## WHAT THIS EXERCISE ASKS:
- A) In the xarray ecosystem tour, rewrite the section that begins at "import xarray as" and stops after "da.pint.quantify(), or da.cf.describe().", swapping "libraries" for "packages".
- B) According to the xarray ecosystem tour, why are accessors explained before any of the packages? Answer in one to three sentences.
- C) Pick up the xarray ecosystem tour after its final sentence and keep writing.

A Tour of the Xarray Ecosystem
Contents
A Tour of the Xarray Ecosystem#
Xarray is easily extensible. This means it is easy to add onto to build custom packages that tackle particular computational problems.
These packages can plug in to xarray in various different ways. They may build directly on top of xarray, or they may take advantage of some of xarray’s dedicated interfacing features:
Accessors
Backend (filetype) entrypoint
Metadata attributes
Duck-array wrapping interface
Flexible indexes (coming soon!)
Here we introduce several popular or interesting extensions that are installable as their own packages (via conda and pip). These packages integrate with xarray using one or more of the features mentioned above.
hvplot, a powerful interactive plotting library
rioxarray, for working with geospatial raster data using rasterio
cf-xarray, for interpreting CF-compliant data
pint-xarray, for unit-aware computations using pint.
import xarray as xr
import numpy as np
Quick note on accessors#
Before we look at the packages we need to briefly introduce a feature they commonly use: “xarray accessors”.
The accessor-style syntax is used heavily by the other libraries we are about to cover.
For users accessors just allow us to have a method-like syntax on xarray objects, for example da.hvplot(), da.pint.quantify(), or da.cf.describe().
For developers who are interested in defining their own accessors, see the section on accessors at the bottom of this page.

## DATA SUPPLIED:
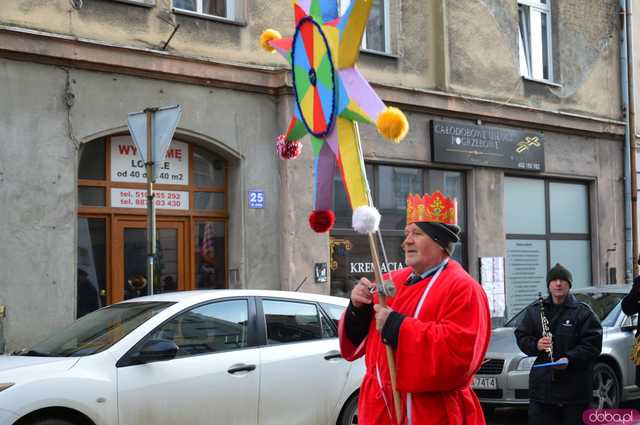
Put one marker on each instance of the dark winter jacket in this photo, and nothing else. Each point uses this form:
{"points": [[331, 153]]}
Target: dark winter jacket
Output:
{"points": [[631, 306], [577, 335], [631, 301]]}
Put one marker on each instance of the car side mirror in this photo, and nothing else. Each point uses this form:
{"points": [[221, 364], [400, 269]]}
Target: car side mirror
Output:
{"points": [[630, 323], [156, 350]]}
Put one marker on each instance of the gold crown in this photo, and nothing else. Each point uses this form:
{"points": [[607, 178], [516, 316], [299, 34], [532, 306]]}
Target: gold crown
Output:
{"points": [[436, 208]]}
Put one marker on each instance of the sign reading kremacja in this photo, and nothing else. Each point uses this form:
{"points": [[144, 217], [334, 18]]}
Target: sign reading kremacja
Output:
{"points": [[486, 146]]}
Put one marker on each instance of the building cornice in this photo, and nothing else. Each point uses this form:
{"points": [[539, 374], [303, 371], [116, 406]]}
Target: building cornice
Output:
{"points": [[56, 49]]}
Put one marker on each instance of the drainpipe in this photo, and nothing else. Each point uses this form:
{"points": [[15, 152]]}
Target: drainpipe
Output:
{"points": [[632, 136], [624, 91]]}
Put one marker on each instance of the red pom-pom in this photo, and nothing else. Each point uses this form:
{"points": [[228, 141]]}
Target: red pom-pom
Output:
{"points": [[288, 149], [322, 220]]}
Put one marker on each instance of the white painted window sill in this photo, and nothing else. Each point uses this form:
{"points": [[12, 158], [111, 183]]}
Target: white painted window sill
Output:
{"points": [[208, 17], [144, 3], [548, 83], [379, 53]]}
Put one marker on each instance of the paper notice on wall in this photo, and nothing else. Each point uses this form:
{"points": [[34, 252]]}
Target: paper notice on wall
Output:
{"points": [[492, 280]]}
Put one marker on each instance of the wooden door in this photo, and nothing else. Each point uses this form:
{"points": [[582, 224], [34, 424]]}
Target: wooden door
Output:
{"points": [[129, 265]]}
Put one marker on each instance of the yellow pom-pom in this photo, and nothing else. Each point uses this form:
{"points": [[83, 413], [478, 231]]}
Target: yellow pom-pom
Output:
{"points": [[266, 37], [393, 124]]}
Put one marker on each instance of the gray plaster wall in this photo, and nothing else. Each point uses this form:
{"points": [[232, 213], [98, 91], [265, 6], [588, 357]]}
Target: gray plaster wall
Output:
{"points": [[595, 161], [483, 53], [37, 203], [48, 112]]}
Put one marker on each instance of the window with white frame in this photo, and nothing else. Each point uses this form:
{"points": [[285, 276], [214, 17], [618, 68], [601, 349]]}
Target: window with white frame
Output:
{"points": [[534, 39], [546, 222], [219, 8], [376, 36]]}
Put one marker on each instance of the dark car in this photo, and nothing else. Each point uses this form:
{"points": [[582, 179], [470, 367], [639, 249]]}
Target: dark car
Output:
{"points": [[503, 380]]}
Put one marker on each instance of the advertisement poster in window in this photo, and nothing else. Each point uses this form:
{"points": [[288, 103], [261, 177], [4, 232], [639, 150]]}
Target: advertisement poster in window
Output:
{"points": [[127, 166]]}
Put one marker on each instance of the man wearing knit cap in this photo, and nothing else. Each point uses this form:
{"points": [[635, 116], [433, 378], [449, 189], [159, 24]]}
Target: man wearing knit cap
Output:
{"points": [[559, 394], [438, 324]]}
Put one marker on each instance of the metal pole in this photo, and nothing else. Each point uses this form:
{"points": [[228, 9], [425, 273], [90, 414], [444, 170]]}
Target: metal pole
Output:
{"points": [[382, 300], [632, 137], [624, 85], [151, 208]]}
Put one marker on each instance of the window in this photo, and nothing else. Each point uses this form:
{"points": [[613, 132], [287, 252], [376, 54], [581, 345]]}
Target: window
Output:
{"points": [[534, 41], [191, 214], [350, 255], [334, 311], [546, 222], [289, 321], [211, 328], [219, 8], [376, 36]]}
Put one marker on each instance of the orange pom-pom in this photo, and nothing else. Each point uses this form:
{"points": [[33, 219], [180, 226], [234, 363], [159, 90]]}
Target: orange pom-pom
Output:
{"points": [[266, 37]]}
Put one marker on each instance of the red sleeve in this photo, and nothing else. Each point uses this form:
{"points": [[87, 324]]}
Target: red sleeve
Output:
{"points": [[347, 349], [443, 355]]}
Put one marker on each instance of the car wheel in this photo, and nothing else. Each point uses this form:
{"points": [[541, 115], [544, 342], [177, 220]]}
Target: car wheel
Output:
{"points": [[606, 387], [488, 411], [50, 421], [349, 414]]}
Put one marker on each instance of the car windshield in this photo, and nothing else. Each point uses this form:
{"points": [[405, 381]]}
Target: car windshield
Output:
{"points": [[97, 331], [603, 305]]}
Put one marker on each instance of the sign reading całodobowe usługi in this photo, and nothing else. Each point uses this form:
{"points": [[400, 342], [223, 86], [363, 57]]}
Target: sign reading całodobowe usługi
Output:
{"points": [[486, 146]]}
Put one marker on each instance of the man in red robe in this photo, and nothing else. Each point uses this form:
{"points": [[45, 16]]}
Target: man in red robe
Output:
{"points": [[438, 324]]}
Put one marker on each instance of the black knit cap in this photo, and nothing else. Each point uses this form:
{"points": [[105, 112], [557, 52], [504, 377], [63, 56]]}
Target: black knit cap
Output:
{"points": [[445, 235], [559, 272]]}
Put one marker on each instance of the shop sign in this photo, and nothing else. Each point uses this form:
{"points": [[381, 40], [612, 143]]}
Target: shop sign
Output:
{"points": [[135, 198], [486, 146], [320, 272], [128, 166]]}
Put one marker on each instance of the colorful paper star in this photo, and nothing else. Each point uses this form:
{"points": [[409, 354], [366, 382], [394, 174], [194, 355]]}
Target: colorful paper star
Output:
{"points": [[331, 97]]}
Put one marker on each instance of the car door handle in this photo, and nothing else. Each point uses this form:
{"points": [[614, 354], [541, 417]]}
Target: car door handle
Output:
{"points": [[333, 354], [241, 367]]}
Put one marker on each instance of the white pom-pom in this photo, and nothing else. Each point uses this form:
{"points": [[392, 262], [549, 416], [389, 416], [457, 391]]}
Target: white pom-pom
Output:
{"points": [[366, 219]]}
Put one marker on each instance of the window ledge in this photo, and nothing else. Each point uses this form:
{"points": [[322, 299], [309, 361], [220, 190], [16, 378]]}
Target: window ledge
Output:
{"points": [[379, 53], [144, 3], [208, 17], [548, 83]]}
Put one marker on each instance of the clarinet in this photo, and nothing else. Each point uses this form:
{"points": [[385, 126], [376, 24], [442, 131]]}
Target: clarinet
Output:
{"points": [[545, 326]]}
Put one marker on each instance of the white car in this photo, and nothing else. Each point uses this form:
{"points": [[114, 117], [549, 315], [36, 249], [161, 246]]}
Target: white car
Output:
{"points": [[245, 357]]}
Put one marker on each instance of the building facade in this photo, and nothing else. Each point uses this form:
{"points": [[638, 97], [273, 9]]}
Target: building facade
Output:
{"points": [[514, 108]]}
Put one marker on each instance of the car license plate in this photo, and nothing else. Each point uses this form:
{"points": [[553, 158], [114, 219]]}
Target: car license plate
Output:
{"points": [[484, 383]]}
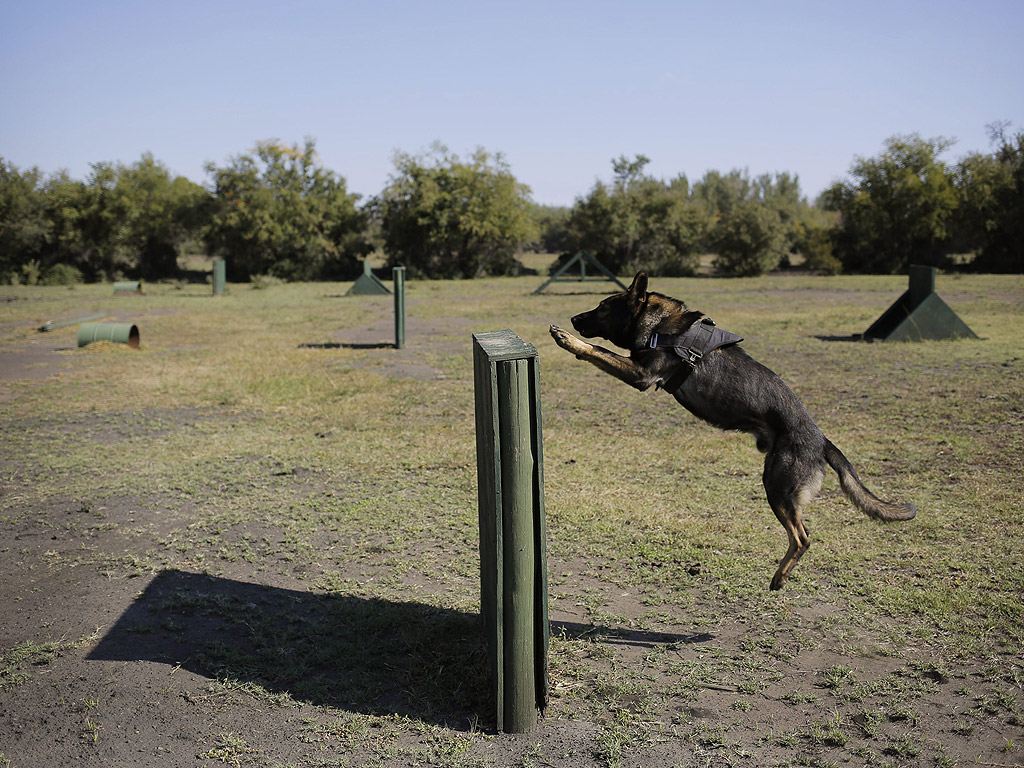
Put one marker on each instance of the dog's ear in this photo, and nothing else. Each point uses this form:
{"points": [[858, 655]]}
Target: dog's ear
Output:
{"points": [[639, 287]]}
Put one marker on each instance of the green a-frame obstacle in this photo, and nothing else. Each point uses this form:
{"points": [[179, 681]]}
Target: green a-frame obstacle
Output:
{"points": [[920, 313], [582, 258], [368, 284]]}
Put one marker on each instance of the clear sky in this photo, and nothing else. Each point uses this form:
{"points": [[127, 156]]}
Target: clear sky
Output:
{"points": [[559, 88]]}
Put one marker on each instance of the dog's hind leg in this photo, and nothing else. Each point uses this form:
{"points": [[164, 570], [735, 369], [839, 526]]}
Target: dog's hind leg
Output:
{"points": [[788, 495]]}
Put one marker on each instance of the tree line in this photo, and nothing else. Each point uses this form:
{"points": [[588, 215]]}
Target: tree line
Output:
{"points": [[275, 210]]}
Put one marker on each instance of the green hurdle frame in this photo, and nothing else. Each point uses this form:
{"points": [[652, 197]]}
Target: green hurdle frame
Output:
{"points": [[513, 559]]}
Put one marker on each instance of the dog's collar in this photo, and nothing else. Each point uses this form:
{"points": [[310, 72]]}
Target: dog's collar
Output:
{"points": [[691, 345]]}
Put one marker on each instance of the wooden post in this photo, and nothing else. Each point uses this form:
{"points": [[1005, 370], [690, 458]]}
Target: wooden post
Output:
{"points": [[219, 276], [398, 274], [513, 569]]}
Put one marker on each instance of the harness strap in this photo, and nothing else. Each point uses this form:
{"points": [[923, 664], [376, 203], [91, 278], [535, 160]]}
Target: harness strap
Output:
{"points": [[691, 346]]}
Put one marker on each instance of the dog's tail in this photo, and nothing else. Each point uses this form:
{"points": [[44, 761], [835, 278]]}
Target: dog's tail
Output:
{"points": [[863, 499]]}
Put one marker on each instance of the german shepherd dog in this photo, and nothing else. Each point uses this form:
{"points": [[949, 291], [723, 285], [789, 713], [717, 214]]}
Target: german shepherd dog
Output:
{"points": [[730, 390]]}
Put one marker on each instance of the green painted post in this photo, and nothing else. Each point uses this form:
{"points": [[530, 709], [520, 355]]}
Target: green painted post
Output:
{"points": [[513, 570], [219, 276], [398, 274]]}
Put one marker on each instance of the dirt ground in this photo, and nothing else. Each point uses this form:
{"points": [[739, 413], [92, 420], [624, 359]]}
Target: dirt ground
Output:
{"points": [[111, 663]]}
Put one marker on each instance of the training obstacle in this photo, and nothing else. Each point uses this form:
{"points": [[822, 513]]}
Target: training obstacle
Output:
{"points": [[368, 284], [219, 276], [128, 286], [398, 275], [513, 562], [582, 259], [920, 313]]}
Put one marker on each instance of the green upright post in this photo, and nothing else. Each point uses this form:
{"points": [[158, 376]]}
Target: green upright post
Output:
{"points": [[513, 570], [219, 276], [398, 274]]}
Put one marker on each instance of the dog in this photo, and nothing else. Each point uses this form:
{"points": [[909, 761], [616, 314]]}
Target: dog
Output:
{"points": [[682, 351]]}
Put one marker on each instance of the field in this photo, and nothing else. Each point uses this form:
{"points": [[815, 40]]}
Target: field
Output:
{"points": [[253, 541]]}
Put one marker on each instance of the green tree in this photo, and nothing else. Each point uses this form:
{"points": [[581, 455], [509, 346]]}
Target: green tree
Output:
{"points": [[720, 194], [990, 211], [24, 225], [897, 209], [276, 211], [638, 222], [551, 223], [441, 216], [749, 240], [158, 214]]}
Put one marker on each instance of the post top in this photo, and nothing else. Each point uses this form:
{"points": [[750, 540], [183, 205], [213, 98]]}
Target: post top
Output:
{"points": [[503, 345]]}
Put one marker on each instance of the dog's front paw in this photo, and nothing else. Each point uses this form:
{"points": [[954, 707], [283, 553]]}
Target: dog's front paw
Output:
{"points": [[568, 342]]}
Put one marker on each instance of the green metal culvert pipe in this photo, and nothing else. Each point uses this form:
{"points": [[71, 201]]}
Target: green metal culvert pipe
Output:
{"points": [[120, 333]]}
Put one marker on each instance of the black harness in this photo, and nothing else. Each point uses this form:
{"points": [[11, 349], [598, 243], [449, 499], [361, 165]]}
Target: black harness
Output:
{"points": [[691, 346]]}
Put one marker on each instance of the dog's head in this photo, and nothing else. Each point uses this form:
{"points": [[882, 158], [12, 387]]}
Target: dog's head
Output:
{"points": [[615, 317]]}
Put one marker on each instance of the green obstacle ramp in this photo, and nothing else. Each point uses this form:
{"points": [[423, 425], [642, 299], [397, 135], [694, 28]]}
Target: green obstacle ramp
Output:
{"points": [[368, 284], [920, 314], [582, 259]]}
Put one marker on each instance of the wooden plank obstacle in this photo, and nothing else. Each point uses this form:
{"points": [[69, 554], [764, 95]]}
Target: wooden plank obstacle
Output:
{"points": [[513, 562]]}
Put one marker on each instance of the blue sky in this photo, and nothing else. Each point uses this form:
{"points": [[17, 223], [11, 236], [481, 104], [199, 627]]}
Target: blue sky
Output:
{"points": [[559, 88]]}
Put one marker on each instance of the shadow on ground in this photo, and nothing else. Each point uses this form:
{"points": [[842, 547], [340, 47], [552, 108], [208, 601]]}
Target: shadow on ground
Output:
{"points": [[360, 654]]}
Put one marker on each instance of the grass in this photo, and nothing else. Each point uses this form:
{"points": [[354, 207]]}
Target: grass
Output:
{"points": [[241, 445]]}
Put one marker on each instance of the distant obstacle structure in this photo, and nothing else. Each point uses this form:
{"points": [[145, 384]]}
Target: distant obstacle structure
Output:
{"points": [[368, 284], [582, 259], [920, 314]]}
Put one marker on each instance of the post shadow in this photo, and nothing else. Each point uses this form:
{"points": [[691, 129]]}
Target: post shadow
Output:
{"points": [[342, 345], [361, 654], [365, 655]]}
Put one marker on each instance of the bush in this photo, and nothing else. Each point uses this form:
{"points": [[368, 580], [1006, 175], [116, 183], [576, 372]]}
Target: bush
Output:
{"points": [[61, 274], [749, 241]]}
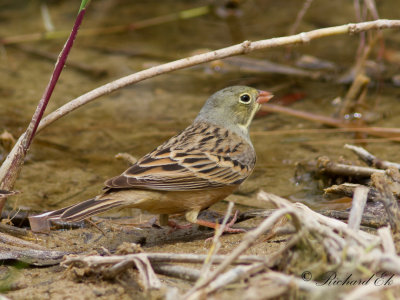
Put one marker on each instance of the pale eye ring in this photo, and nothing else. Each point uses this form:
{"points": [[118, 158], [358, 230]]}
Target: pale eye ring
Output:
{"points": [[245, 98]]}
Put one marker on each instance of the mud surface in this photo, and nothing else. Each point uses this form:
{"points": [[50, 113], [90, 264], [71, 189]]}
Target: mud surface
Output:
{"points": [[70, 160]]}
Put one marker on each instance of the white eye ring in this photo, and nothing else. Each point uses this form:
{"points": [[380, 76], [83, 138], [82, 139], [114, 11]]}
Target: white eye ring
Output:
{"points": [[245, 98]]}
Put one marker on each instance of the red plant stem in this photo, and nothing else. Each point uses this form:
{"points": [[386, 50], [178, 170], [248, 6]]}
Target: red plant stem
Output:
{"points": [[53, 81], [18, 154]]}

## RESULTS OF THE TASKS:
- A)
import xarray as xr
import numpy as np
Quick note on accessors#
Before we look at the packages we need to briefly introduce a feature they commonly use: “xarray accessors”.
The accessor-style syntax is used heavily by the other packages we are about to cover.
For users accessors just allow us to have a method-like syntax on xarray objects, for example da.hvplot(), da.pint.quantify(), or da.cf.describe().

- B) Accessors come first because the packages it covers commonly use them. The accessor-style syntax is used heavily by the libraries the tour is about to present.

- C)
hvplot via accessors#
The HoloViews library makes great use of accessors to allow seamless plotting of xarray data using a completely different plotting backend.
We first need to import the code that registers the hvplot accessor
import hvplot.xarray
And now we can call the .hvplot method to plot using holoviews in the same way that we would have used .plot to plot using matplotlib.
ds = xr.tutorial.load_dataset("air_temperature")
ds['air'].isel(time=1).hvplot(cmap="fire")
For some more examples of how powerful holoviews is see here.
Rioxarray via the backend entrypoint#
Rioxarray is a Python library that enhances Xarray’s ability to work with geospatial data and coordinate reference systems. Geographic information systems use GeoTIFF and many other formats to organize and store gridded, or raster, datasets.
The Geospatial Data Abstraction Library (GDAL) provides foundational drivers and geospatial algorithms, and the rasterio library provides a Pythonic interface to GDAL. Rioxarray brings key features of rasterio to Xarray:
A backend engine to read any format recognized by GDAL
A
.rioaccessor for rasterio’s geospatial algorithms such as reprojection
Below a couple brief examples to illustrate these features:
import rioxarray # ensure you have rioxarray installed in your environment
You can explicitly use rioxarray’s ‘rasterio’ engine to load myriad geospatial raster formats, below is a Cloud-Optimized Geotiff from an AWS public dataset of synthetic aperture radar data over Washington, State, USA. overview_level=4 is an argument specific to the rasterio engine that allows opening a pre-computed lower resolution “overview” of the data.
url = 'https://sentinel-s1-rtc-indigo.s3.us-west-2.amazonaws.com/tiles/RTC/1/IW/10/U/CU/2017/S1A_20170101_10UCU_ASC/Gamma0_VV.tif'
da = xr.open_dataarray(url, engine='rasterio', open_kwargs={"overview_level": 2})
da
<xarray.DataArray 'band_data' (band: 1, y: 687, x: 687)>
[471969 values with dtype=float32]
Coordinates:
* band (band) int64 1
* x (x) float64 3.001e+05 3.002e+05 ... 4.096e+05 4.097e+05
* y (y) float64 5.4e+06 5.4e+06 5.4e+06 ... 5.29e+06 5.29e+06
spatial_ref int64 0The spatial_ref coordinate is added by rioxarray to store standardized geospatial Coordinate Reference System (CRS) information, we can access that information and additional methods via the .rio accessor:
da.rio.crs
CRS.from_epsg(32610)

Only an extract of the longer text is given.